[Referring expression data]
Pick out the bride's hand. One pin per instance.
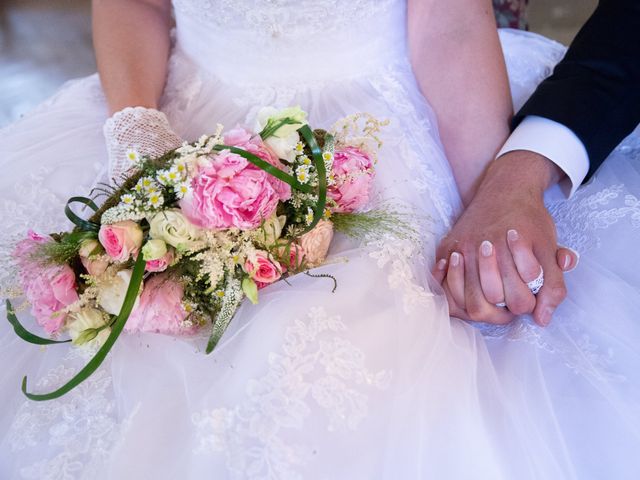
(450, 273)
(138, 131)
(501, 241)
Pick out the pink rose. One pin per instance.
(48, 288)
(160, 264)
(230, 192)
(263, 271)
(296, 257)
(239, 137)
(121, 240)
(316, 242)
(353, 172)
(160, 309)
(95, 265)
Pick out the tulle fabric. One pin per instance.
(372, 381)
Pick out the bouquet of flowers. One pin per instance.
(184, 238)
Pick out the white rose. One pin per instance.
(83, 327)
(269, 115)
(174, 228)
(284, 148)
(270, 230)
(111, 292)
(153, 250)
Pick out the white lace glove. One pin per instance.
(143, 130)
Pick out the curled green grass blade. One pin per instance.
(23, 333)
(316, 153)
(81, 223)
(101, 354)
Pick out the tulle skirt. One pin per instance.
(374, 380)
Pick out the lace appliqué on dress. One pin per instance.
(80, 427)
(275, 17)
(317, 369)
(580, 218)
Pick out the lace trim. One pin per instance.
(283, 17)
(317, 368)
(81, 427)
(144, 130)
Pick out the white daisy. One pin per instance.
(132, 155)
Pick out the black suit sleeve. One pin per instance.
(595, 89)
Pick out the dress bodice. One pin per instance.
(280, 40)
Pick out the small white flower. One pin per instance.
(302, 173)
(308, 218)
(132, 155)
(155, 199)
(182, 189)
(305, 160)
(162, 177)
(128, 200)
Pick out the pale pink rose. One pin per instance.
(160, 309)
(241, 138)
(121, 240)
(230, 192)
(316, 243)
(263, 271)
(354, 173)
(48, 288)
(296, 257)
(160, 264)
(94, 267)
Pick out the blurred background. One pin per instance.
(43, 43)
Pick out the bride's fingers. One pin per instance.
(439, 270)
(455, 278)
(476, 303)
(553, 291)
(518, 297)
(490, 278)
(526, 262)
(454, 309)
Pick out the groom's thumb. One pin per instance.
(567, 258)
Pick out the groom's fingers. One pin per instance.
(490, 279)
(526, 262)
(553, 291)
(518, 297)
(567, 258)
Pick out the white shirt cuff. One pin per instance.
(556, 142)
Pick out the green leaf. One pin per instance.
(272, 126)
(23, 333)
(101, 354)
(267, 167)
(81, 223)
(250, 289)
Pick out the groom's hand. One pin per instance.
(500, 242)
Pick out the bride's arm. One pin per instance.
(131, 40)
(458, 61)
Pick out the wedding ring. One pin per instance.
(534, 285)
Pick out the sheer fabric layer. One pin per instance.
(373, 381)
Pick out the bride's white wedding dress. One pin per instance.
(374, 381)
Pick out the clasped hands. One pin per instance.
(501, 242)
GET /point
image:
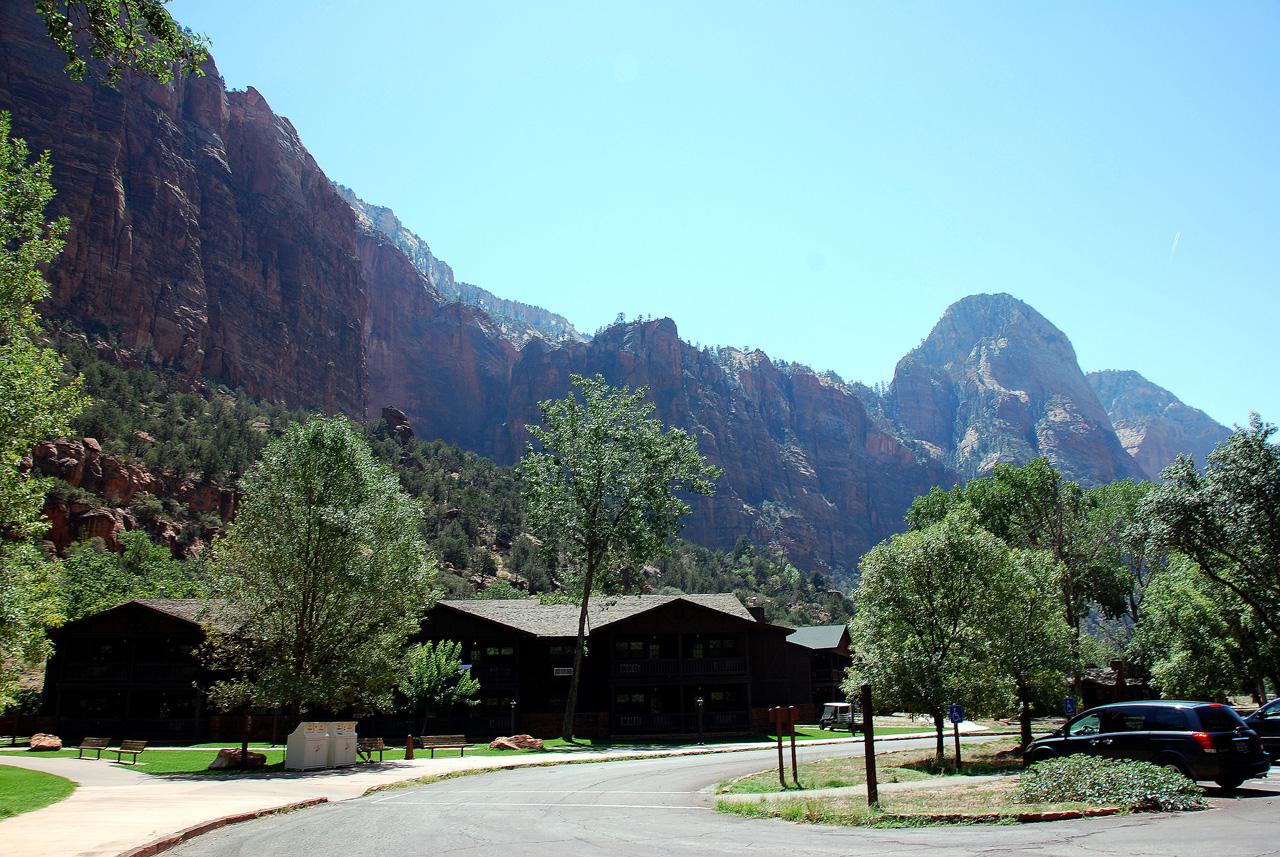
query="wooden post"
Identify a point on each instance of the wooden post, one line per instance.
(869, 738)
(955, 727)
(791, 719)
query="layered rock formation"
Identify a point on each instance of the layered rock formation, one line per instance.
(1152, 424)
(995, 381)
(201, 228)
(201, 225)
(517, 321)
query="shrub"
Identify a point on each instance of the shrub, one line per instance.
(1107, 782)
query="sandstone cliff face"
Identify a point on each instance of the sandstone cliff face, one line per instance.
(200, 227)
(804, 466)
(995, 381)
(516, 321)
(1152, 424)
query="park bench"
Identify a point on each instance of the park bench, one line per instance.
(366, 747)
(92, 743)
(129, 747)
(446, 742)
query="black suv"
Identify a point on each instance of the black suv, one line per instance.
(1203, 741)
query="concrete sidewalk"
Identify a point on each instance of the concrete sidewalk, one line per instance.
(117, 809)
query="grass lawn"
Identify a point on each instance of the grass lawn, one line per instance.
(195, 760)
(22, 791)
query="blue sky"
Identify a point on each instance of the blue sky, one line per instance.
(819, 180)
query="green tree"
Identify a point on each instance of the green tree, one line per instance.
(946, 615)
(137, 35)
(1226, 518)
(434, 681)
(36, 400)
(1200, 641)
(604, 490)
(324, 576)
(1033, 508)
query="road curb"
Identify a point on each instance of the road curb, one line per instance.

[Brief] In the copy, keep every line of the data above exactly and drop each picture.

[Answer to this exercise]
Pick out the bride's hand. One pin per instance.
(450, 273)
(138, 131)
(501, 241)
Pick out the pink rose. One pin per instance.
(48, 288)
(160, 264)
(230, 192)
(263, 271)
(296, 257)
(239, 137)
(121, 240)
(316, 242)
(353, 172)
(160, 309)
(95, 265)
Pick out the tulle fabric. One pin per instance.
(372, 381)
Pick out the bouquet of flowers. One pin per instance.
(184, 238)
Pick out the white rose. One pin per instance.
(83, 327)
(269, 115)
(174, 228)
(284, 148)
(270, 230)
(111, 292)
(153, 250)
Pick out the white lace glove. One pin per instance.
(143, 130)
Pick out the curled green grass blade. One pin per instance.
(23, 333)
(316, 153)
(81, 223)
(101, 354)
Pick out the tulle skirt. One pin per instance.
(374, 380)
Pick out the lace appliqué on dress. One pin per instance.
(80, 427)
(275, 17)
(317, 369)
(580, 218)
Pick out the lace trim. One pin per instance.
(283, 17)
(317, 368)
(81, 427)
(144, 130)
Pick out the white daisy. One pin per instance.
(132, 155)
Pick out the black suit sleeve. One pin per instance.
(595, 89)
Pick out the dress bodice. One pin per instance.
(280, 40)
Pick out the small white flower. One pin per instance.
(302, 173)
(308, 218)
(132, 155)
(155, 199)
(182, 189)
(305, 160)
(162, 177)
(128, 200)
Pick out the pale pink rose. One pin per instance.
(160, 309)
(241, 138)
(121, 240)
(230, 192)
(316, 243)
(263, 271)
(354, 173)
(48, 288)
(296, 257)
(160, 264)
(94, 267)
Pick out the blurred background. One pin per instance.
(43, 43)
Pick out the bride's fingers. One pin per instance.
(439, 270)
(455, 278)
(476, 303)
(553, 291)
(518, 297)
(490, 278)
(526, 262)
(454, 309)
Pick out the groom's thumb. One pin per instance.
(567, 258)
Pick out the groom's fingers. One pin per instance.
(490, 279)
(526, 262)
(553, 291)
(518, 297)
(567, 258)
Pick out the white shirt cuff. One pin per instance.
(556, 142)
Pick out the green leaf. One pin per instance.
(272, 126)
(23, 333)
(101, 354)
(267, 167)
(81, 223)
(250, 289)
Pick out the groom's hand. One pin per instance.
(500, 242)
Pick out the bride's arm. One pin per instance.
(131, 40)
(458, 61)
Pick out the wedding ring. One pin per instance.
(534, 285)
Pick out the sheer fabric layer. One pin per instance.
(373, 381)
Pick out the bride's white wedding dress. One pin per instance.
(374, 381)
Pick out the clasped hands. One pin per instance.
(501, 242)
GET /point
image:
query="wooden post"
Identify a point on each instance of the wooden post, one line per instance.
(869, 738)
(955, 727)
(791, 719)
query="layered rock formation"
Identify a point on each instance of the layered rock formation, one line per instance.
(1152, 424)
(995, 381)
(201, 228)
(201, 225)
(517, 321)
query="shrub"
Identify a point on each instance of the shrub, one line per instance.
(1107, 782)
query="sandstone cliff face"
Identify a point on each instance of the sandstone cliff face, one line per instance.
(200, 227)
(804, 466)
(995, 381)
(516, 321)
(1152, 424)
query="park bench"
Identify a point on each instance of the park bench, one line per instance.
(366, 747)
(92, 743)
(129, 747)
(446, 742)
query="black suv"
Identify a point on each instance of the black suv, one line per instance.
(1203, 741)
query="concrete sidewalk"
Identify a point on each instance of the concrete sidewalk, one line per instance.
(117, 809)
query="grass lawn"
Identify a point on each instance of the grass lawn, one line per instance.
(195, 760)
(22, 791)
query="blue sky"
Identify a point on each instance of the blue sky, one line per instance.
(819, 180)
query="green tree"
Identify a point on each instance of the green tree, one line per instance.
(946, 615)
(137, 35)
(1226, 518)
(434, 681)
(36, 400)
(1200, 641)
(604, 490)
(324, 576)
(1033, 508)
query="road curb"
Identify a point on each instance of the road curb, one line per instance.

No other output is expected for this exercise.